[Segmentation annotation items]
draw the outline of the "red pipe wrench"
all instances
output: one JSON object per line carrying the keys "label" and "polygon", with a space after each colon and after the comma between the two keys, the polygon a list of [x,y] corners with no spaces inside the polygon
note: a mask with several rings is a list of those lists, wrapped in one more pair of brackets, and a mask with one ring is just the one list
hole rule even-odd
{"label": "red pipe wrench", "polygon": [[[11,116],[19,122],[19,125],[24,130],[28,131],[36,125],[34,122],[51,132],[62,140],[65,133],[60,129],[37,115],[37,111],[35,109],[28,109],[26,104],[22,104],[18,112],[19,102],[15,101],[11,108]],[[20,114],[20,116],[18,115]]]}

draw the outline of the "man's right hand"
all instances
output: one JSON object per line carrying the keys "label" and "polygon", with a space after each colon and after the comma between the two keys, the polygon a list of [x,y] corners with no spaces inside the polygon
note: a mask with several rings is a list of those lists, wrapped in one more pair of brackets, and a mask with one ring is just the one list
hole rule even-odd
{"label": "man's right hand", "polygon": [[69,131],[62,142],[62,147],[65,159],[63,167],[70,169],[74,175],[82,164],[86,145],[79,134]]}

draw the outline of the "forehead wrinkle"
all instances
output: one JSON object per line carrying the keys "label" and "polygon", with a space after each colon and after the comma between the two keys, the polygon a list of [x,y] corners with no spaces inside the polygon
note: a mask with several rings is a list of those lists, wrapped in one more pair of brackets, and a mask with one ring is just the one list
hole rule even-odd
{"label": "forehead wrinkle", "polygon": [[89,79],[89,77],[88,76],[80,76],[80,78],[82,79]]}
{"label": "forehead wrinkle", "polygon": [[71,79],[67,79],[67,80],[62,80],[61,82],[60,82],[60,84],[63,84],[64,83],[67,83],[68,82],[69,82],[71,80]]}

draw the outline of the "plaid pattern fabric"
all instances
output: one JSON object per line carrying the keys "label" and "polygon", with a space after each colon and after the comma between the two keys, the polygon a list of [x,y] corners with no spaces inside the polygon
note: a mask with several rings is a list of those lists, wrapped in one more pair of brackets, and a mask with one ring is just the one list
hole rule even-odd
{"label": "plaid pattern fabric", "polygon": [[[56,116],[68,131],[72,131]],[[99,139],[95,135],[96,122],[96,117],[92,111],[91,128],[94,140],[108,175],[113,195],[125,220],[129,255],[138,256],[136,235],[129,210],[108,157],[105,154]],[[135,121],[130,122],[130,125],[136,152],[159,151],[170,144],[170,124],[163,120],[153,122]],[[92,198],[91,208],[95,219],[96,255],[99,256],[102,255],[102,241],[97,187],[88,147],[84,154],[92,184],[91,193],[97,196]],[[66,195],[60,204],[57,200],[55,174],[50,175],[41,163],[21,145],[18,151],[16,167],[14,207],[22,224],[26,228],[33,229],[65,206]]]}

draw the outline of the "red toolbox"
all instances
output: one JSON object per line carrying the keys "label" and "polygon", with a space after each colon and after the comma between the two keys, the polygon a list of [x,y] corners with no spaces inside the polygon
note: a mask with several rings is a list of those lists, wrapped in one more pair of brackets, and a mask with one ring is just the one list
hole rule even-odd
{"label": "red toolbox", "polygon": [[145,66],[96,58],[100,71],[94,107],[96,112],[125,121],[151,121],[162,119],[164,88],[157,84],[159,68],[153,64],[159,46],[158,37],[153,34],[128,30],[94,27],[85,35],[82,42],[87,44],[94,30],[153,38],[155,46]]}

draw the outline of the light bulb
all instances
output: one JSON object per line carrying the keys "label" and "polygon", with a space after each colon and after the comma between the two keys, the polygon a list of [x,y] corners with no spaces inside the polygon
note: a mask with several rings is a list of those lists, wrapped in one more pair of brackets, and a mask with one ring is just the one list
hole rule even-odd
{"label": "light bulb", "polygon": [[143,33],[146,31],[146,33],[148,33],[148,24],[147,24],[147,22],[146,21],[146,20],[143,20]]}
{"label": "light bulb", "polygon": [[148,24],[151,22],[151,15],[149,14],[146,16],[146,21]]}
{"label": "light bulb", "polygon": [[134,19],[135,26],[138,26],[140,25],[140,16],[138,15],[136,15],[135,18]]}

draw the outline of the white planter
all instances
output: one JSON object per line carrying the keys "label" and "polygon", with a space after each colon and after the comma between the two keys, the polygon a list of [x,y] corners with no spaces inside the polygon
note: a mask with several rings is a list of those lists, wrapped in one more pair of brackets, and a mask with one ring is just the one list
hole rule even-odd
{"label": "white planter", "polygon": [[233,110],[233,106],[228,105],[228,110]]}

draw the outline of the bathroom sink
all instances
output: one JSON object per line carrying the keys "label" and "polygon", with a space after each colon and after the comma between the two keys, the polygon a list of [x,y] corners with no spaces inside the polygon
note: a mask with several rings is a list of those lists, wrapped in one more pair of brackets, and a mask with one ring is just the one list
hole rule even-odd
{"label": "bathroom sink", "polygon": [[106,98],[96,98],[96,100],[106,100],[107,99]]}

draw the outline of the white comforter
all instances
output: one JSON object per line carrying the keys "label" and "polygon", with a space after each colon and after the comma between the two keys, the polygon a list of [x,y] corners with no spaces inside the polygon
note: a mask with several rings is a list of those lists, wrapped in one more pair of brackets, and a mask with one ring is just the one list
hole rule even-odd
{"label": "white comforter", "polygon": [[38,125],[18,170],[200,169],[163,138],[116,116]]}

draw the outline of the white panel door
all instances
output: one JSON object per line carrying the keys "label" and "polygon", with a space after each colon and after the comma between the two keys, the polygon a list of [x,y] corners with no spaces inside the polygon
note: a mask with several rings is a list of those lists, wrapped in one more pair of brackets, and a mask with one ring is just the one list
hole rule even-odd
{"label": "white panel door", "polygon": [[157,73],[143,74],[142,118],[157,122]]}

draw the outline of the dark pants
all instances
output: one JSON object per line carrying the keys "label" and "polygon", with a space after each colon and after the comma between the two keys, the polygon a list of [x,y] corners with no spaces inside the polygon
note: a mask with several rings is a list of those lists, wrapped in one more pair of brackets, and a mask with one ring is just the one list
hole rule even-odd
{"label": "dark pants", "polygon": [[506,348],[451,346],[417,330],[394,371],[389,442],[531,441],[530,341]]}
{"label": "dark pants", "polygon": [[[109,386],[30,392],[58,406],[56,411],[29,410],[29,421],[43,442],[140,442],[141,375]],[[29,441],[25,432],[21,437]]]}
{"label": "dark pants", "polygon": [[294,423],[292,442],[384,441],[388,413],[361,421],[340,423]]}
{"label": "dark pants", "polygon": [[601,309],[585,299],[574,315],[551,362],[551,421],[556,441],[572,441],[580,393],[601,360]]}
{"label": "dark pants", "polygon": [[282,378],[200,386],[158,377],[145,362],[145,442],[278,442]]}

◆ REQUIRED TASK
Edit the items above by replacing "even-odd" with "nonzero" wherever it appears, and keep everything else the same.

◆ EXERCISE OUTPUT
draw the outline of the "red pipe wrench"
all instances
output: one JSON object per line carrying the keys "label" and "polygon", with a space after each colon and after the comma between the two keys, the polygon a list of [x,y] corners with no spaces inside the polygon
note: a mask with several rings is a list of those lists, wrapped in one more pair of brackets, and a mask with one ring is just the one list
hole rule nonzero
{"label": "red pipe wrench", "polygon": [[[11,116],[19,122],[19,125],[24,130],[28,131],[36,125],[34,122],[51,132],[62,140],[65,133],[60,129],[37,115],[37,111],[35,109],[28,109],[26,104],[22,104],[18,112],[19,102],[15,101],[11,108]],[[20,114],[20,116],[18,115]]]}

draw the outline of the "man's right hand"
all instances
output: one JSON object per line carrying the keys "label" and "polygon", with a space after each colon and after the comma between the two keys, the polygon a list of [x,y] corners with no spaces inside the polygon
note: a mask with several rings is a list of those lists, wrapped in one more pair of brackets, and a mask with one ring is just the one list
hole rule nonzero
{"label": "man's right hand", "polygon": [[69,131],[62,142],[62,147],[65,159],[63,167],[70,169],[74,175],[82,164],[86,145],[79,134]]}

draw the outline of the "forehead wrinkle"
all instances
output: one JSON object per line carrying the keys "label" and "polygon", with a space after each colon and after the comma between the two keys, the polygon a list of [x,y] corners with no spaces inside the polygon
note: a mask with several rings is a list of those lists, wrapped in one more pair of brackets, and a mask with one ring is just the one list
hole rule nonzero
{"label": "forehead wrinkle", "polygon": [[89,79],[89,77],[88,76],[80,76],[80,78],[82,79]]}
{"label": "forehead wrinkle", "polygon": [[71,79],[67,79],[67,80],[62,80],[61,82],[60,82],[60,84],[63,84],[64,83],[67,83],[68,82],[69,82],[71,80]]}

draw the outline of the "plaid pattern fabric"
all instances
output: one JSON object per line carrying the keys "label" and "polygon", with a space after each colon and after the comma between the two keys, the polygon a list of [x,y] corners with no spaces inside the polygon
note: a mask with several rings is a list of those lists, wrapped in one more pair of brackets, and a mask with one ring is just the one list
hole rule nonzero
{"label": "plaid pattern fabric", "polygon": [[[56,116],[68,131],[72,131]],[[99,139],[95,135],[96,122],[96,117],[92,111],[91,128],[94,140],[108,175],[113,195],[125,220],[129,255],[138,256],[136,235],[129,210],[108,157],[105,154]],[[135,121],[130,122],[130,125],[136,152],[159,151],[170,144],[170,124],[163,120],[153,122]],[[92,198],[91,208],[95,219],[96,255],[99,256],[102,255],[102,241],[97,187],[88,147],[84,154],[92,184],[91,193],[97,196]],[[66,195],[60,204],[57,200],[55,174],[50,175],[41,163],[21,145],[18,151],[16,167],[14,207],[22,224],[26,228],[33,229],[65,206]]]}

draw the outline of the "red toolbox"
all instances
output: one JSON object per line carrying the keys "label" and "polygon", with a space after each colon and after the comma between the two keys, the polygon a list of [x,y] corners with no spaces inside the polygon
note: a mask with several rings is a list of those lists, wrapped in one more pair of brackets, and a mask with one ring is just the one list
hole rule nonzero
{"label": "red toolbox", "polygon": [[145,66],[96,58],[100,71],[94,107],[96,112],[125,121],[151,121],[162,119],[164,88],[157,84],[159,68],[153,64],[159,46],[158,37],[153,34],[128,30],[94,27],[85,35],[82,42],[87,44],[94,30],[153,38],[155,46]]}

draw the outline of the light bulb
all instances
output: one JSON object per line carrying the keys "label" and "polygon", with a space after each colon and after the comma between the two keys, the polygon a list of [x,y] corners with no spaces inside the polygon
note: a mask with several rings is a list of those lists, wrapped in one more pair of brackets, and a mask with one ring is just the one list
hole rule nonzero
{"label": "light bulb", "polygon": [[143,33],[146,31],[146,33],[148,33],[148,24],[147,24],[147,22],[146,21],[146,20],[143,20]]}
{"label": "light bulb", "polygon": [[148,24],[151,22],[151,15],[149,14],[146,16],[146,21]]}
{"label": "light bulb", "polygon": [[134,19],[135,26],[138,26],[140,25],[140,16],[138,15],[136,15],[135,18]]}

draw the outline of the white planter
all instances
output: one JSON object per line carrying the keys "label" and "polygon", with a space after each colon and after the comma between the two keys, the polygon a list of [x,y] corners with no spaces inside the polygon
note: a mask with several rings is a list of those lists, wrapped in one more pair of brackets, and a mask with one ring is just the one list
hole rule nonzero
{"label": "white planter", "polygon": [[233,110],[233,106],[228,105],[228,110]]}

draw the outline of the bathroom sink
all instances
output: one JSON object per line carrying the keys "label" and "polygon", with a space after each colon and after the comma between the two keys, the polygon a list of [x,y] corners with no spaces inside the polygon
note: a mask with several rings is a list of those lists, wrapped in one more pair of brackets, and a mask with one ring is just the one list
hole rule nonzero
{"label": "bathroom sink", "polygon": [[106,98],[96,98],[96,100],[106,100],[107,99]]}

draw the outline of the white comforter
all instances
output: one JSON object per line carrying the keys "label" and "polygon", with a space after each colon and after the comma between the two keys, the polygon a list of [x,y] corners with no spaces inside the polygon
note: a mask with several rings is a list of those lists, wrapped in one more pair of brackets, and a mask with one ring is just the one list
hole rule nonzero
{"label": "white comforter", "polygon": [[38,125],[18,170],[200,169],[163,138],[116,116]]}

draw the outline of the white panel door
all instances
output: one JSON object per line carrying the keys "label" and "polygon", with a space after each colon and after the comma between the two keys, the polygon a list of [x,y] corners with no spaces inside the polygon
note: a mask with several rings is a list of those lists, wrapped in one more pair of brackets, and a mask with one ring is just the one list
hole rule nonzero
{"label": "white panel door", "polygon": [[157,73],[143,74],[142,118],[157,122]]}

draw the outline of the dark pants
all instances
output: one JSON object per line carrying the keys "label" and "polygon", with a space after each colon and after the comma between the two keys, the polygon a list of [x,y] corners with no spaces inside the polygon
note: a mask with several rings is a list of those lists, wrapped in one more pair of brackets, and a mask with one ring is just the one list
hole rule nonzero
{"label": "dark pants", "polygon": [[506,348],[451,346],[417,330],[394,371],[389,442],[531,441],[530,341]]}
{"label": "dark pants", "polygon": [[[109,386],[30,392],[58,406],[56,411],[29,410],[29,421],[43,442],[140,442],[141,375]],[[29,441],[25,432],[21,437]]]}
{"label": "dark pants", "polygon": [[294,423],[292,442],[384,441],[388,413],[361,421],[340,423]]}
{"label": "dark pants", "polygon": [[601,309],[585,299],[574,315],[551,362],[551,421],[556,441],[572,441],[580,393],[601,360]]}
{"label": "dark pants", "polygon": [[282,378],[200,386],[158,377],[145,362],[145,442],[278,442]]}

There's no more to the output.